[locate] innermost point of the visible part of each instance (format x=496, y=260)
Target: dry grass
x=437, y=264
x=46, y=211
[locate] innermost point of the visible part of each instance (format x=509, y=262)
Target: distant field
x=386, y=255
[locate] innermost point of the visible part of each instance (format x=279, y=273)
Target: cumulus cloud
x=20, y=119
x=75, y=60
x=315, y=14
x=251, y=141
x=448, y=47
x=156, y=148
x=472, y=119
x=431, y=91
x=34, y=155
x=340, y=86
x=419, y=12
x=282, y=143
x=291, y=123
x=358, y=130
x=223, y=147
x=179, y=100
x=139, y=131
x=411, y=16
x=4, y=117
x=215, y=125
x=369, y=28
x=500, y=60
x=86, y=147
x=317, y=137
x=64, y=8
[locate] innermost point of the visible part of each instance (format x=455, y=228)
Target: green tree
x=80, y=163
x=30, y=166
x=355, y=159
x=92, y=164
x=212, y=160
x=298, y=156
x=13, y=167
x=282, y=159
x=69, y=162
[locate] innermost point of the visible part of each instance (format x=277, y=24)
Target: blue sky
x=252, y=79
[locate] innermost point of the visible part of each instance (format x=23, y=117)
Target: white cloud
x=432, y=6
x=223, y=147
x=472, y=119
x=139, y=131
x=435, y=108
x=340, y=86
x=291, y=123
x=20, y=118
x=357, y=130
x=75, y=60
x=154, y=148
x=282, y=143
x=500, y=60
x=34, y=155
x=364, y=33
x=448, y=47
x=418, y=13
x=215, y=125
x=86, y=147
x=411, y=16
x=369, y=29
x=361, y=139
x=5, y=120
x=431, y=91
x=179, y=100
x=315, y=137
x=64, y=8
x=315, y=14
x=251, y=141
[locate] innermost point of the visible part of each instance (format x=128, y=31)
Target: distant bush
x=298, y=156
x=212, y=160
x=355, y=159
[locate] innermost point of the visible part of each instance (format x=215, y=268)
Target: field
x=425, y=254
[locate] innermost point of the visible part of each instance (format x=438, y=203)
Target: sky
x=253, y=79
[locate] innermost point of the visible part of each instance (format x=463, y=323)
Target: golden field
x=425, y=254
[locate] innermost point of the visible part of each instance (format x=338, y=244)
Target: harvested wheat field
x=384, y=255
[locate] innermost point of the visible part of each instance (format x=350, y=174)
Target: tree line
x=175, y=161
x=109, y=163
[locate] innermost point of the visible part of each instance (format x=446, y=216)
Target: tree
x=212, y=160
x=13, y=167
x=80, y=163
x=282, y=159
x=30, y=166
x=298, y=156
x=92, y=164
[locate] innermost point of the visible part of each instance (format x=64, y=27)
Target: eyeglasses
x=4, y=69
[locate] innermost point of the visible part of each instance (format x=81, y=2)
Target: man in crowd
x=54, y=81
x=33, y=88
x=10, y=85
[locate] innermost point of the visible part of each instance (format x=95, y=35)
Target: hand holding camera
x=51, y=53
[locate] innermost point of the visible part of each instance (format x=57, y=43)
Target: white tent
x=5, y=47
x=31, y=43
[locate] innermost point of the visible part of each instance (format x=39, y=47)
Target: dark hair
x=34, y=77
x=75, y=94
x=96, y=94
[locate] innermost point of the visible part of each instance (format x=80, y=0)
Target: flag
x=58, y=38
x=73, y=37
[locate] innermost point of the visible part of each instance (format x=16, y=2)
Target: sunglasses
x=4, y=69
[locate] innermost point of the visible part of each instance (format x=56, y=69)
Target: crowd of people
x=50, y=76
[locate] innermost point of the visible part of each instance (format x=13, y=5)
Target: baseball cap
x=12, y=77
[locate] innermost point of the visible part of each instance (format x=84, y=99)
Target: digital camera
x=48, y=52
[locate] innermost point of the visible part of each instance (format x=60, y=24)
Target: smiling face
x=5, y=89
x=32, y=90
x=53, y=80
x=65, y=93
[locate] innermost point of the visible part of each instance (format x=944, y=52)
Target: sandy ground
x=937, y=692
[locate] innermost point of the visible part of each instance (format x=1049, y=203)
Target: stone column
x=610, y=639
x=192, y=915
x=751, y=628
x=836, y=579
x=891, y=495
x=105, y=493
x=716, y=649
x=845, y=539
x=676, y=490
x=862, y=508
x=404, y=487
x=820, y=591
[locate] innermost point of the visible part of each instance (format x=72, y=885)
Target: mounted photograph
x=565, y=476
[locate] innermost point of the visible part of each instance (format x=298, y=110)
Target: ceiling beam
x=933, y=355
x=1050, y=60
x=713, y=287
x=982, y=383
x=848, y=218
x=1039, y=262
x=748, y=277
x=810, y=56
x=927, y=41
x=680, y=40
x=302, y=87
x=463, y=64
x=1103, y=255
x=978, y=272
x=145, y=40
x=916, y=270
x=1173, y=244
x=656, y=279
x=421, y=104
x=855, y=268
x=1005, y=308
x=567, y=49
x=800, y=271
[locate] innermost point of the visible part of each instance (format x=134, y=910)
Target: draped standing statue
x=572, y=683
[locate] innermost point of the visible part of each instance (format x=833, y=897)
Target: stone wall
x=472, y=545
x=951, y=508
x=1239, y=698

----

#### PROBLEM STATEMENT
Scale the stretch from the line containing "(format x=298, y=110)" through the end of the listing, both ends included. Rewrite every line, requests included, and multiply each coordinate in the answers by 1.45, rounding to whole numbers with halves rounded up, while leaving the numbers in the requests and their format samples unchanged.

#### COMPLETE RESPONSE
[locate] innermost point of the visible part of each instance (format x=298, y=110)
Target: ceiling beam
x=1353, y=515
x=1523, y=87
x=1034, y=416
x=1424, y=555
x=1230, y=316
x=1507, y=380
x=1085, y=402
x=1175, y=81
x=1344, y=59
x=986, y=58
x=438, y=126
x=671, y=93
x=1599, y=370
x=1418, y=394
x=210, y=58
x=1328, y=392
x=1701, y=354
x=951, y=405
x=610, y=151
x=1240, y=389
x=1457, y=447
x=822, y=71
x=1160, y=393
[locate] innermost point of the visible part of each instance (format x=134, y=910)
Target: draped standing statue
x=829, y=990
[locate] innermost point of the visible part of each instance (format x=833, y=897)
Target: stone wall
x=684, y=790
x=1379, y=737
x=1797, y=1012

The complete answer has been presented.